# [Given passage]
/---

Vital Little Plans - book launch


On 5 July 2017, Designing Buildings Wiki attended the launch event of a new anthology of the urbanist Jane Jacobs' short works 'Vital Little Plans', organised by the Architecture Foundation.

The event, at east London's Hoxton Hall, brought together in conversation two of the built environment's most forthright commentators - the Booker Prize-shortlisted novelist Will Self and the critic/author Owen Hatherley.

Self began by quoting the jazz writer Nat Hentoff - "symbolism and reality are often infused" - and reflected on how he had been thinking about this a lot in light of the Grenfell Tower fire. According to Self, London's architecture is at a "critical point", referring to architecture as "a different kind of art, necessarily social - we can think in terms of there being moral and immoral buildings".

He poured characteristic scorn on the 'pseudo-modernist' (to use Hatherley's neologism) architecture of the neoliberal period, with cheap and ugly cladding, 'barcode' facades and parametricism. The clusters of new tall buildings containing luxury apartments, far from adopting the principle of 'form follows function', were more like 'form follows future productivity' - "which is why they all look so flimsy, they are almost transparent".

"Perhaps Grenfell", Self said, "marks the end of space and place being so commodified that they depart from the very notion of being the built environment at all."

On the subject of Jane Jacobs, Self said she was someone "preoccupied with the city as a unified phenomenon; a sense that we in Britain lack. We have a weary reverence for London, but we admire its innate anarchism, the failure of planners to impose their singular vision on it."

\---

# [The tasks]
• 1. Summarize the book launch account in two sentences.
• 2. Resume the account of the Vital Little Plans launch, picking up after its final sentence.
These lines have no connection to the book launch account.

Records in a dataset
/---

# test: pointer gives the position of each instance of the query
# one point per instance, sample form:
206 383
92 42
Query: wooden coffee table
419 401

\---

# [Written answers]
• 1. On 5 July 2017, Designing Buildings Wiki attended the Architecture Foundation's launch at Hoxton Hall of 'Vital Little Plans', an anthology of Jane Jacobs' short works, where Will Self and Owen Hatherley held a conversation. Self said London's architecture was at a "critical point" in light of the Grenfell Tower fire, scorned the 'pseudo-modernist' buildings of the neoliberal period, and described Jacobs as preoccupied with the city as a unified phenomenon, a sense Britain lacks.

• 2.
Jacobs' most famous theories - the 'sidewalk ballet', 'eyes on the street', 'guardians and thinkers never meeting' - might now seem hoary, nonetheless said Self, "I can't think of any other urbanist thinker who comes so readily to mind when thinking about the phenomenology of the built environment."


Owen Hatherley - who Designing Buildings Wiki interviewed in 2016 - began by saying we should err away from the tendency to treat Jacobs' work uncritically, and bring it down from its pedestal. With reference to the event's location, he pointed out that Hoxton Lane and Hoxton Street do something that Jacobs says is impossible - a housing project and organic city side-by-side with "awful hipster cafes selling expensive juice", shopping arcade, etc.

Hatherley went on to say that Jacobs' 1961 masterpiece 'The Death and Life of Great American Cities' was indeed an attack on the conventions of built environment and city planning; "It's a composite of Le Corbusier's Cite Radieuse, Ebenezer Howard's garden cities and verdant new towns as 'overspill' from the metropolis, the City Beautiful movement".

He characterised her transformation "from cranky freelancer to urban warrior" as the result of encountering the slum more and more as a reality rather than an abstract concept.

Self took Hatherley to task for trying to peg Jacobs as a Blairite figure, but Hatherley argued, "she was an advocate for neoliberal ideas like privatisation - the idea that the city was made up of guardians and traders who should never meet."

"But", he said, "her critique of Robert Moses and how his meat-axe sought to destroy everything that was good about New York was absolutely correct."

Ever the polemicist, Self countered by saying that "to be fair to Moses, he did at least try and build some new social housing in New York!"

In response to an audience question about the legacy and future of high-rise towers post-Grenfell, Hatherley was unequivocal:

"...anyone who thinks the response to Grenfell is an argument against towers is a moron - that's like arguing that after the King's Cross fire we should stop building railways underground, or that after the Hillsborough disaster we should stop watching football in stadiums."

Those seeking an introduction to Jacobs' theories and ideas, amassed during a career spanning over six decades and including forays into various other fields of interest, would do well to have a look through 'Vital Little Plans'. As well as her most famous 1958 essay 'Downtown is for People', it contains several other lesser-known pieces, all of which draw a fascinating picture of one of the built environment's most influential and inspired thinkers.

'Vital Little Plans: The Short Works of Jane Jacobs' is published by Short Books Ltd. You can purchase a copy here.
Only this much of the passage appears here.